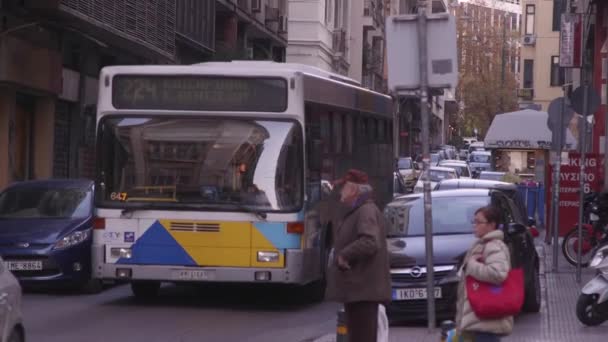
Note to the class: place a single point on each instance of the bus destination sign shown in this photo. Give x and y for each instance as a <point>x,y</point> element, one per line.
<point>204,93</point>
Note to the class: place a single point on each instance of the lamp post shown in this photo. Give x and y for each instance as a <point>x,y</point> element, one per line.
<point>503,62</point>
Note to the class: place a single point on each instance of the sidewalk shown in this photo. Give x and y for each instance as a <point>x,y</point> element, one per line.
<point>556,322</point>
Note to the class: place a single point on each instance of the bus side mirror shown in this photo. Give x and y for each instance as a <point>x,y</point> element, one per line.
<point>314,150</point>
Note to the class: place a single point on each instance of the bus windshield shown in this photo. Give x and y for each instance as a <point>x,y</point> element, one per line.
<point>208,163</point>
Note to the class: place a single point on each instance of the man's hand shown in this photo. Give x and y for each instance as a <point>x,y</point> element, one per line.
<point>343,265</point>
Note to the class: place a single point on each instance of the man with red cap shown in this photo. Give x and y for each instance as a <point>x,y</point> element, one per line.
<point>359,275</point>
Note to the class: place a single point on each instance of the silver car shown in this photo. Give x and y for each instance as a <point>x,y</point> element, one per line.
<point>11,320</point>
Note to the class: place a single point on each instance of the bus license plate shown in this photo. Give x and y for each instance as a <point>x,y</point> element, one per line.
<point>194,275</point>
<point>413,294</point>
<point>24,265</point>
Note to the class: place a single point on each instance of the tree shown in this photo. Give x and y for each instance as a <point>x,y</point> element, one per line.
<point>488,49</point>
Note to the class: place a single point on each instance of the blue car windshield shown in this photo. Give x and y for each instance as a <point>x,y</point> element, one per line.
<point>45,203</point>
<point>451,215</point>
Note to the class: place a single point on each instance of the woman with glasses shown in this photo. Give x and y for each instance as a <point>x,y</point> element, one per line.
<point>488,260</point>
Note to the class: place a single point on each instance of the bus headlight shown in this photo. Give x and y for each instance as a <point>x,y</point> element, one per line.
<point>73,239</point>
<point>268,256</point>
<point>121,253</point>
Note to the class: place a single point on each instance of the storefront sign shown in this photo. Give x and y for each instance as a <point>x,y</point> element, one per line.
<point>569,196</point>
<point>204,93</point>
<point>570,46</point>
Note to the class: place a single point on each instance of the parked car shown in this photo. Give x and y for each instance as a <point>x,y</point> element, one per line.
<point>461,167</point>
<point>477,146</point>
<point>463,154</point>
<point>453,211</point>
<point>436,158</point>
<point>46,231</point>
<point>492,175</point>
<point>480,161</point>
<point>11,319</point>
<point>509,189</point>
<point>437,174</point>
<point>408,172</point>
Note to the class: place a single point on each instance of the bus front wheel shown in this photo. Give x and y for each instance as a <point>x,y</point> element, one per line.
<point>145,289</point>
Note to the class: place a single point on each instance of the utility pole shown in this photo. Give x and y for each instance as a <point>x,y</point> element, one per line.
<point>424,116</point>
<point>503,64</point>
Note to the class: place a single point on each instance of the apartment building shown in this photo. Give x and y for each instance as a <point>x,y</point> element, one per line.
<point>541,78</point>
<point>51,53</point>
<point>342,36</point>
<point>441,104</point>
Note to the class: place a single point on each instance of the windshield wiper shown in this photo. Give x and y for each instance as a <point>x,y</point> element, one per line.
<point>258,213</point>
<point>131,209</point>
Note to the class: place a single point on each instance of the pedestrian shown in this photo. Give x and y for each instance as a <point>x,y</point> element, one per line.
<point>359,274</point>
<point>488,260</point>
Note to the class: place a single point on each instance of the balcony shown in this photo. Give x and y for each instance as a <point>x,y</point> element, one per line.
<point>149,25</point>
<point>339,43</point>
<point>525,94</point>
<point>196,23</point>
<point>373,13</point>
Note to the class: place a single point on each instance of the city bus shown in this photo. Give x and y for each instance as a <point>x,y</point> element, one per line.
<point>222,171</point>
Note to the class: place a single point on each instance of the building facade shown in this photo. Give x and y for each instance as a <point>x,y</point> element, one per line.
<point>541,78</point>
<point>441,103</point>
<point>51,53</point>
<point>341,36</point>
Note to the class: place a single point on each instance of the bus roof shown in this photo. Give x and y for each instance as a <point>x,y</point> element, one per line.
<point>288,67</point>
<point>320,86</point>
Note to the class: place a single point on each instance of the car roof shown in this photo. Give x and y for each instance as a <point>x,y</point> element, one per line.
<point>452,161</point>
<point>481,152</point>
<point>448,194</point>
<point>56,183</point>
<point>466,183</point>
<point>440,168</point>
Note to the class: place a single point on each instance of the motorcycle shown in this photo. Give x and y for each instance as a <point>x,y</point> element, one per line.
<point>595,230</point>
<point>592,304</point>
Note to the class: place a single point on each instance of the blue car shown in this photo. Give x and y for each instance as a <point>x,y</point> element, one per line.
<point>46,232</point>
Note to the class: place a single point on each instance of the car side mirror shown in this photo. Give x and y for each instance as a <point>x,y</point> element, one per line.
<point>515,228</point>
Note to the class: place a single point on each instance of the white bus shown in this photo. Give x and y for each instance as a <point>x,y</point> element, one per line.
<point>218,172</point>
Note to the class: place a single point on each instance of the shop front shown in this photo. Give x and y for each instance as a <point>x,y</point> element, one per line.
<point>520,143</point>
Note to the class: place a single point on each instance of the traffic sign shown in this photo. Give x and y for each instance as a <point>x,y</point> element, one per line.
<point>577,99</point>
<point>559,116</point>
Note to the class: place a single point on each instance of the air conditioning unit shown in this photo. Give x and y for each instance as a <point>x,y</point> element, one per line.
<point>283,22</point>
<point>525,93</point>
<point>529,39</point>
<point>256,6</point>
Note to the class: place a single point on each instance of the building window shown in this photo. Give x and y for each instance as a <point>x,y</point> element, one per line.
<point>557,73</point>
<point>513,22</point>
<point>558,9</point>
<point>530,11</point>
<point>328,11</point>
<point>528,73</point>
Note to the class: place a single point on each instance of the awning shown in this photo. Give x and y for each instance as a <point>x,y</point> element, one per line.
<point>524,129</point>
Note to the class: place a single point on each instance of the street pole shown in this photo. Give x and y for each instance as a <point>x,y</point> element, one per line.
<point>556,180</point>
<point>583,142</point>
<point>502,67</point>
<point>424,116</point>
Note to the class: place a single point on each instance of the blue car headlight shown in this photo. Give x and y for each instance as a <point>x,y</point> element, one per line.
<point>73,239</point>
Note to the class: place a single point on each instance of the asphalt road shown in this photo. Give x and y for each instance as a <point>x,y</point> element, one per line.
<point>179,314</point>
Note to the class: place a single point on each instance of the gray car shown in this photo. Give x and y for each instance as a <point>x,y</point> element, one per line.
<point>453,211</point>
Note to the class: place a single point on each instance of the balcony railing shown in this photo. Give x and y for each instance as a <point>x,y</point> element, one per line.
<point>196,22</point>
<point>339,42</point>
<point>526,94</point>
<point>272,14</point>
<point>143,21</point>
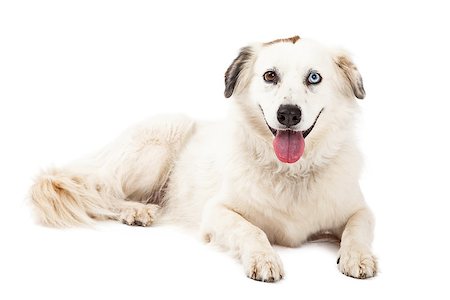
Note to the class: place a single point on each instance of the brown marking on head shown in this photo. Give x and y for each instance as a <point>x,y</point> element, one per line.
<point>292,40</point>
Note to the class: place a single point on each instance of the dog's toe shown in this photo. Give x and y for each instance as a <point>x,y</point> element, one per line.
<point>139,216</point>
<point>357,262</point>
<point>264,266</point>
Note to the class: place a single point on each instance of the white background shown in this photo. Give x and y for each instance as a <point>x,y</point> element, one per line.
<point>73,74</point>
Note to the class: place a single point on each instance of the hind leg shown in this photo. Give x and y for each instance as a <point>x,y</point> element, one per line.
<point>125,181</point>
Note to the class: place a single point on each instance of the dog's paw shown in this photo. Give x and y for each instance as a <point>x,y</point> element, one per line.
<point>357,262</point>
<point>264,266</point>
<point>139,216</point>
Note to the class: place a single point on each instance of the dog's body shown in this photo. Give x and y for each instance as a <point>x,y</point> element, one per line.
<point>227,179</point>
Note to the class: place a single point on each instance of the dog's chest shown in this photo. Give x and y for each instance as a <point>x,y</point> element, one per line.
<point>289,210</point>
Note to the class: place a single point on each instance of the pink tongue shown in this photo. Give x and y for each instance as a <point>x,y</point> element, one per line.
<point>289,145</point>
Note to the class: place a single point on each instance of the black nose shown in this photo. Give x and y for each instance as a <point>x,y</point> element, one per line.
<point>289,115</point>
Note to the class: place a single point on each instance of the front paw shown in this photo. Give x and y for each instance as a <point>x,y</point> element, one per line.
<point>263,266</point>
<point>357,262</point>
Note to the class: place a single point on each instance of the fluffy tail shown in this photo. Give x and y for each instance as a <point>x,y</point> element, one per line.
<point>62,199</point>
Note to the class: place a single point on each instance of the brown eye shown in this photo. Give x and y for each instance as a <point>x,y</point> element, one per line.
<point>270,77</point>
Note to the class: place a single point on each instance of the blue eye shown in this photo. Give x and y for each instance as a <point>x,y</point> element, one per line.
<point>314,77</point>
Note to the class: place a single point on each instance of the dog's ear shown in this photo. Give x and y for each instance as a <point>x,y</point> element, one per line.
<point>351,75</point>
<point>237,74</point>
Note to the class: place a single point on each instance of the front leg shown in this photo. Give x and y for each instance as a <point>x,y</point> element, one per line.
<point>355,257</point>
<point>227,228</point>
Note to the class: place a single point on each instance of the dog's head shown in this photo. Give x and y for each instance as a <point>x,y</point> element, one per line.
<point>292,82</point>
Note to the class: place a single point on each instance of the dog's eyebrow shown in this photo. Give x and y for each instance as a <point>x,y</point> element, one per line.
<point>292,40</point>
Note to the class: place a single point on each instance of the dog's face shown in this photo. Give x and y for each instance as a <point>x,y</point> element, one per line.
<point>292,82</point>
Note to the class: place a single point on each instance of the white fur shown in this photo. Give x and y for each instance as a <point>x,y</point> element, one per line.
<point>224,178</point>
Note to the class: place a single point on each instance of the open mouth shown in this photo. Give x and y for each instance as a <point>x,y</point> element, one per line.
<point>289,145</point>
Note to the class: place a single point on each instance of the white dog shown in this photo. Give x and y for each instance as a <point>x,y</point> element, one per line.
<point>282,168</point>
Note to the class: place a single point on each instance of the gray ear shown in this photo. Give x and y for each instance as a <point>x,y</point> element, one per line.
<point>236,72</point>
<point>352,75</point>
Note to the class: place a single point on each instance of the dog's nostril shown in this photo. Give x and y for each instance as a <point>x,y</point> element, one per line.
<point>289,115</point>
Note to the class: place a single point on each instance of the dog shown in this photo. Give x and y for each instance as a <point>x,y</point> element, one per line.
<point>283,168</point>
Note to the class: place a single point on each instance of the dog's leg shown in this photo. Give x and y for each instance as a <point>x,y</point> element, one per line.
<point>355,257</point>
<point>228,229</point>
<point>110,185</point>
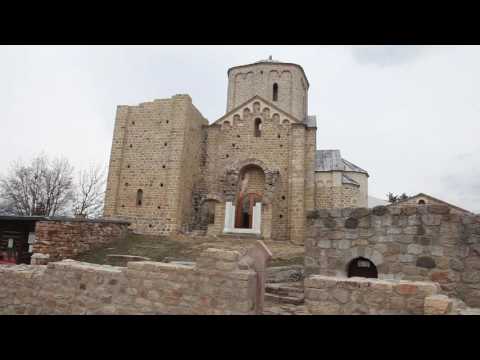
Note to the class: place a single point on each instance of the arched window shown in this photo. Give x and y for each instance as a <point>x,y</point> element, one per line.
<point>139,197</point>
<point>258,127</point>
<point>361,267</point>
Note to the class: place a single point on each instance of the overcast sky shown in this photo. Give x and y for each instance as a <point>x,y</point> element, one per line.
<point>409,115</point>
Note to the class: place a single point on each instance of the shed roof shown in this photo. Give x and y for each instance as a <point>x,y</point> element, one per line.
<point>331,160</point>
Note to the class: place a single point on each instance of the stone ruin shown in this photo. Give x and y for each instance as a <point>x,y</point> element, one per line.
<point>386,260</point>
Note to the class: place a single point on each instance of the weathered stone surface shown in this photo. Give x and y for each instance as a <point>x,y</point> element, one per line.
<point>456,264</point>
<point>359,213</point>
<point>145,287</point>
<point>351,223</point>
<point>410,242</point>
<point>414,249</point>
<point>380,210</point>
<point>341,295</point>
<point>67,238</point>
<point>425,262</point>
<point>437,305</point>
<point>329,222</point>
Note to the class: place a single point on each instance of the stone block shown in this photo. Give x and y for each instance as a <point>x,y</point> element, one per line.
<point>426,262</point>
<point>437,305</point>
<point>414,249</point>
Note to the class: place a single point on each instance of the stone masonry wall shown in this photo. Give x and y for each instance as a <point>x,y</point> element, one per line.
<point>280,151</point>
<point>215,285</point>
<point>61,239</point>
<point>419,243</point>
<point>156,148</point>
<point>257,79</point>
<point>326,295</point>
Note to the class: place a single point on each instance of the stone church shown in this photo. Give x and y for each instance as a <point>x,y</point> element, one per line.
<point>256,170</point>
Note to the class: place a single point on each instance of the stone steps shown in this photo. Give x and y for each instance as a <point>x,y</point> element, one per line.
<point>279,299</point>
<point>240,236</point>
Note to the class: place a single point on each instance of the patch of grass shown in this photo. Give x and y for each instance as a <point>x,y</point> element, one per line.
<point>156,248</point>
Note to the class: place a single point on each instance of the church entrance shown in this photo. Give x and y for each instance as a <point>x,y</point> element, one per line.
<point>243,215</point>
<point>244,210</point>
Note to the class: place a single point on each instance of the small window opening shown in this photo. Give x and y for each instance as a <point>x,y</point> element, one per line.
<point>275,92</point>
<point>362,267</point>
<point>211,212</point>
<point>139,197</point>
<point>258,127</point>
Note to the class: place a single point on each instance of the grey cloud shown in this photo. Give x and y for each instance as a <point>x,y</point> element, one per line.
<point>387,55</point>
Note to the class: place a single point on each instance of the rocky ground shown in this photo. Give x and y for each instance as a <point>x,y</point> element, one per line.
<point>184,248</point>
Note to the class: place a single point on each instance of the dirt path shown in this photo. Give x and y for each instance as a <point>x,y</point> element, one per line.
<point>162,248</point>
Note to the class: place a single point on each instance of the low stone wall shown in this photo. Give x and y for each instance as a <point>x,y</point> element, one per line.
<point>66,238</point>
<point>360,296</point>
<point>215,285</point>
<point>418,243</point>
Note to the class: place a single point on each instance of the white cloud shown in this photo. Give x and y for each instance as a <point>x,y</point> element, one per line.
<point>403,113</point>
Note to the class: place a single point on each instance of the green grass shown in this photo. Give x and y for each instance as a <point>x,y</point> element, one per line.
<point>164,249</point>
<point>156,248</point>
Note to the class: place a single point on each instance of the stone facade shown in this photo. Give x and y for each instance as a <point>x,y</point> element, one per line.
<point>63,239</point>
<point>215,285</point>
<point>171,171</point>
<point>326,295</point>
<point>419,243</point>
<point>424,199</point>
<point>154,164</point>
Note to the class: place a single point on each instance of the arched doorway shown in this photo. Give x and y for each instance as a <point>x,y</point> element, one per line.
<point>362,267</point>
<point>250,191</point>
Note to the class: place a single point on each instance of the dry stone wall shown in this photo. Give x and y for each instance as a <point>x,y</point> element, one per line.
<point>326,295</point>
<point>214,285</point>
<point>418,243</point>
<point>61,239</point>
<point>156,148</point>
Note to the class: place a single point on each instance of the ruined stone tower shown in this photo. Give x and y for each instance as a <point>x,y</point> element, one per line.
<point>255,171</point>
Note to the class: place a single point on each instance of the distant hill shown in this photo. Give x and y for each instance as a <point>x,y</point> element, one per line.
<point>373,201</point>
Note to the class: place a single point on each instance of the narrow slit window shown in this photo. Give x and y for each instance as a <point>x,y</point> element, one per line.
<point>275,92</point>
<point>258,127</point>
<point>139,197</point>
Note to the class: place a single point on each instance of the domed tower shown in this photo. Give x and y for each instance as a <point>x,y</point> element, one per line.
<point>284,84</point>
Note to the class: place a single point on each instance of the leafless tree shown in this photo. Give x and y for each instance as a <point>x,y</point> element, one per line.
<point>89,192</point>
<point>41,188</point>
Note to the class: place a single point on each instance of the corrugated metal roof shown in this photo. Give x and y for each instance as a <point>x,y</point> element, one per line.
<point>331,160</point>
<point>348,180</point>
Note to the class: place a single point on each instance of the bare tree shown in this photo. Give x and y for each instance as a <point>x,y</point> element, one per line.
<point>41,188</point>
<point>89,192</point>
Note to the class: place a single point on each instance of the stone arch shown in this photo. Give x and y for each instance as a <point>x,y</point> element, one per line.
<point>362,267</point>
<point>266,112</point>
<point>286,73</point>
<point>226,125</point>
<point>274,74</point>
<point>212,197</point>
<point>233,172</point>
<point>239,164</point>
<point>246,113</point>
<point>366,252</point>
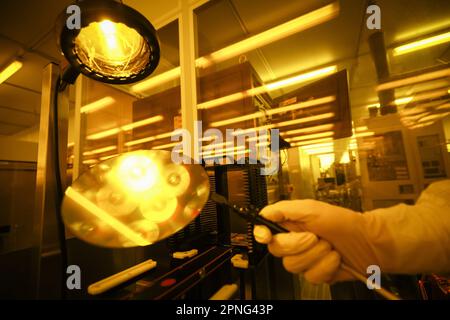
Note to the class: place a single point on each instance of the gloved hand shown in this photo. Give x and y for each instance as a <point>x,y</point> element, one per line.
<point>401,239</point>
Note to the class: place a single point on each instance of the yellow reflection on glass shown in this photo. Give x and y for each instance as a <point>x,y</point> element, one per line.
<point>112,49</point>
<point>137,173</point>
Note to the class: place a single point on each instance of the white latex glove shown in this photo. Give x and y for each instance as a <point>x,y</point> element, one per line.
<point>401,239</point>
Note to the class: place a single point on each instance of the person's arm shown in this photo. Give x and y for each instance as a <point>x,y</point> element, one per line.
<point>401,239</point>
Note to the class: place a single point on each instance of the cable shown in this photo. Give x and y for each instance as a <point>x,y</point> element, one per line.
<point>59,187</point>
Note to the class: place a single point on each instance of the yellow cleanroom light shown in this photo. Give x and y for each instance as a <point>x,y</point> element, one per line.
<point>422,44</point>
<point>137,173</point>
<point>98,104</point>
<point>302,78</point>
<point>10,70</point>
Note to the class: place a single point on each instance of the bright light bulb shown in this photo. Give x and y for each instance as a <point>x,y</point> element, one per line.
<point>112,49</point>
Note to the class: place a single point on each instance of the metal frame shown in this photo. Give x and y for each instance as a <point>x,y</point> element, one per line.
<point>44,240</point>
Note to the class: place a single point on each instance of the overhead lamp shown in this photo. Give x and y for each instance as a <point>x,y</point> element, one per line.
<point>422,44</point>
<point>402,101</point>
<point>9,70</point>
<point>115,44</point>
<point>322,127</point>
<point>279,32</point>
<point>414,79</point>
<point>127,127</point>
<point>311,142</point>
<point>97,105</point>
<point>302,78</point>
<point>99,150</point>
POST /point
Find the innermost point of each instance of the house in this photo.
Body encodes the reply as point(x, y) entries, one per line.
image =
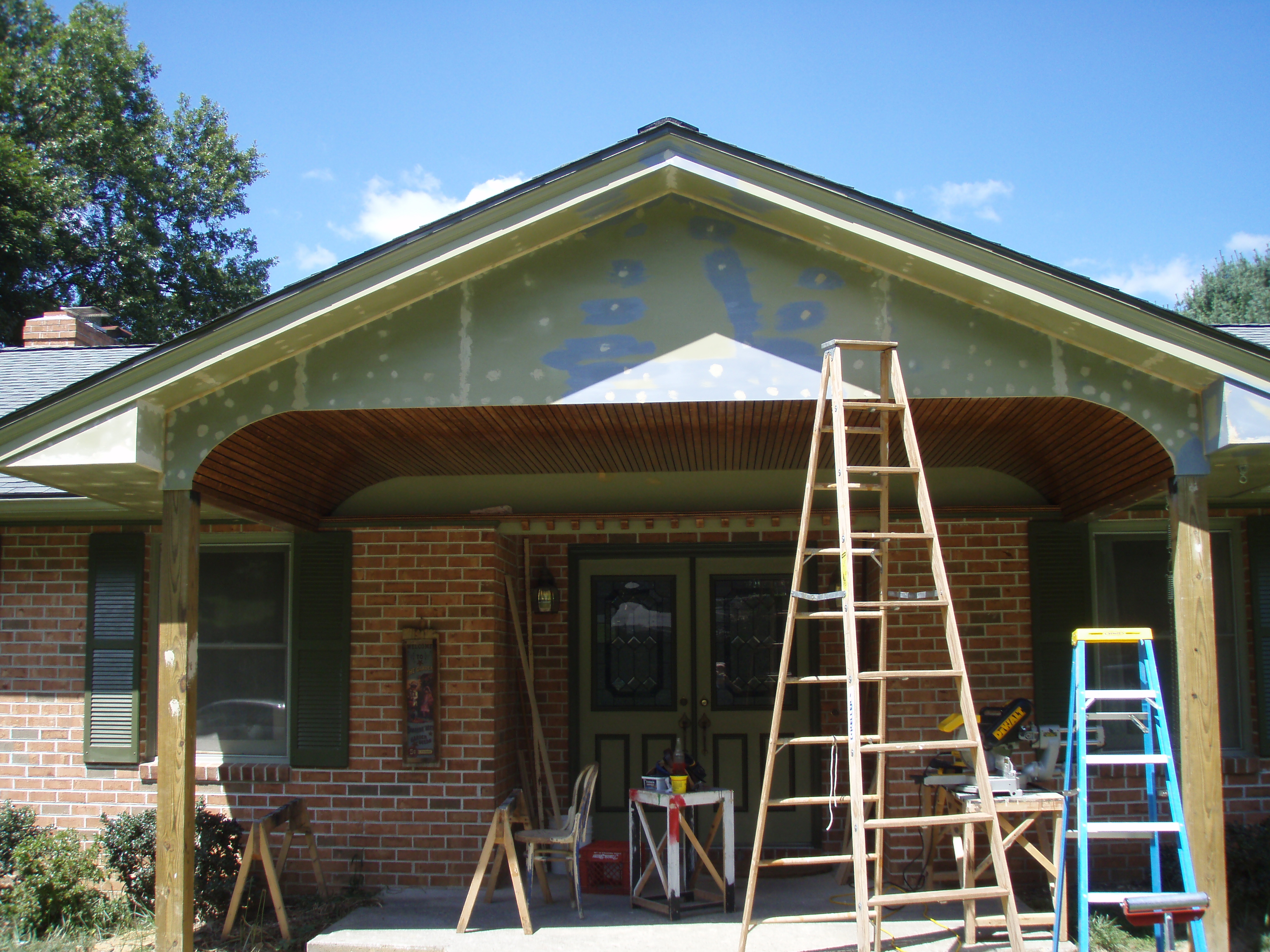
point(600, 381)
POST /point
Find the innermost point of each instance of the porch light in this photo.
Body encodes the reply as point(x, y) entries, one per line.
point(547, 596)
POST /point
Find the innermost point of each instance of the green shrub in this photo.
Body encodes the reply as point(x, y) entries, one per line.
point(17, 823)
point(129, 843)
point(53, 886)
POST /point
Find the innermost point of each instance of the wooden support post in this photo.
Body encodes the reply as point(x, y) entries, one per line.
point(174, 707)
point(1199, 725)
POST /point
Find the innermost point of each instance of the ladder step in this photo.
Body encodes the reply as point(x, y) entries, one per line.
point(808, 918)
point(901, 673)
point(893, 535)
point(840, 616)
point(900, 823)
point(916, 747)
point(819, 800)
point(910, 899)
point(1127, 758)
point(1126, 831)
point(814, 860)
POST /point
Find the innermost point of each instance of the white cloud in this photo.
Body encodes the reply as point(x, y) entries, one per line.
point(974, 197)
point(314, 259)
point(1248, 242)
point(1148, 280)
point(388, 212)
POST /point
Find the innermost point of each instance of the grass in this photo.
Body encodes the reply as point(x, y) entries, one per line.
point(254, 932)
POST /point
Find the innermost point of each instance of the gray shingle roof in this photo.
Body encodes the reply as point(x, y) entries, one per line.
point(31, 374)
point(1256, 334)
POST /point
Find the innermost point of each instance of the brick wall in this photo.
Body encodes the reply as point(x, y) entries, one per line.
point(408, 827)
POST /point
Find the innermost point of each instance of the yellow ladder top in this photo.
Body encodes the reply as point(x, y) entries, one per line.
point(1121, 635)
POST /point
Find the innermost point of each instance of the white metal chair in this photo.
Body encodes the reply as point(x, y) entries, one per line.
point(563, 845)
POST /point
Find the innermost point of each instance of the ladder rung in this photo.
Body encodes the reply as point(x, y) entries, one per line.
point(900, 673)
point(840, 616)
point(1121, 695)
point(864, 405)
point(808, 918)
point(906, 603)
point(900, 823)
point(910, 899)
point(814, 860)
point(893, 535)
point(916, 747)
point(1126, 831)
point(819, 800)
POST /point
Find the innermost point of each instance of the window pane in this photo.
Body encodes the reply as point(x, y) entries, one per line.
point(242, 652)
point(243, 700)
point(634, 643)
point(242, 597)
point(748, 624)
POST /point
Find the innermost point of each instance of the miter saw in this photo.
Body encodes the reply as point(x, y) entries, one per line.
point(1003, 730)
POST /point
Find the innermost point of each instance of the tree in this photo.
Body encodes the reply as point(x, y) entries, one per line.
point(106, 200)
point(1236, 291)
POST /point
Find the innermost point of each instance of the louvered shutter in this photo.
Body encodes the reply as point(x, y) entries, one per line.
point(322, 628)
point(1259, 568)
point(112, 652)
point(1062, 601)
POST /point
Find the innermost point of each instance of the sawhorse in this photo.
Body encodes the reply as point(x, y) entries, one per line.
point(295, 818)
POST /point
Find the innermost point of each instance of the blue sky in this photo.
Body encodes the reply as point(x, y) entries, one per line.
point(1126, 141)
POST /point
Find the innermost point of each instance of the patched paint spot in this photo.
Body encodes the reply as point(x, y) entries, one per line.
point(800, 314)
point(819, 280)
point(613, 312)
point(627, 272)
point(727, 276)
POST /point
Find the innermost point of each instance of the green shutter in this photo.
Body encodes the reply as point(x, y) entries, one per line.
point(112, 650)
point(322, 611)
point(1259, 568)
point(1062, 601)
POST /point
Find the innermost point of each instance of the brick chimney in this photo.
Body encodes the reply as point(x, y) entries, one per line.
point(72, 327)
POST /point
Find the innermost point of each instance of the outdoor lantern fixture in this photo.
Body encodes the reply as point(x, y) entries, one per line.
point(547, 596)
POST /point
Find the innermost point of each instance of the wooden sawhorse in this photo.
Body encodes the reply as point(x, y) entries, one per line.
point(295, 818)
point(513, 810)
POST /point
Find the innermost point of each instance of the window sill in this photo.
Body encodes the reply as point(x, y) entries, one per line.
point(230, 772)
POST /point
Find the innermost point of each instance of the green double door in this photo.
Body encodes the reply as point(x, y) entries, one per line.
point(690, 648)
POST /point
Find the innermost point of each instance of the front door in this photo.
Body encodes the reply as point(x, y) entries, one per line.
point(690, 648)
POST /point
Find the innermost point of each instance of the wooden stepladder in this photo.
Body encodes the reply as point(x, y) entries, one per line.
point(886, 422)
point(295, 818)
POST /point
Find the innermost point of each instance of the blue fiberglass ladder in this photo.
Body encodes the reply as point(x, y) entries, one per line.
point(1158, 752)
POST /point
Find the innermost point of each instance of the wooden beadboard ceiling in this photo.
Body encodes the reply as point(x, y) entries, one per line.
point(1086, 459)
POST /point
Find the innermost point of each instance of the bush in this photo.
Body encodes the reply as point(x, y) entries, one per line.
point(129, 843)
point(17, 824)
point(53, 886)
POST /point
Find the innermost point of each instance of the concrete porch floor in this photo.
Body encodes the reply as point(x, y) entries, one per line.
point(425, 919)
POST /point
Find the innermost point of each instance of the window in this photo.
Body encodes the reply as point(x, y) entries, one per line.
point(243, 628)
point(1132, 589)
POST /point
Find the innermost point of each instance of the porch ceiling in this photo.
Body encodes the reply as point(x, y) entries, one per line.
point(299, 466)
============================================================
§ **What is required**: Using the material above, report each line where "brick" occurs.

§ **Finished exercise**:
Find the innermost point of each instance of the brick wall in this photo.
Find the innermost point of each instance of the brick chimney in this photo.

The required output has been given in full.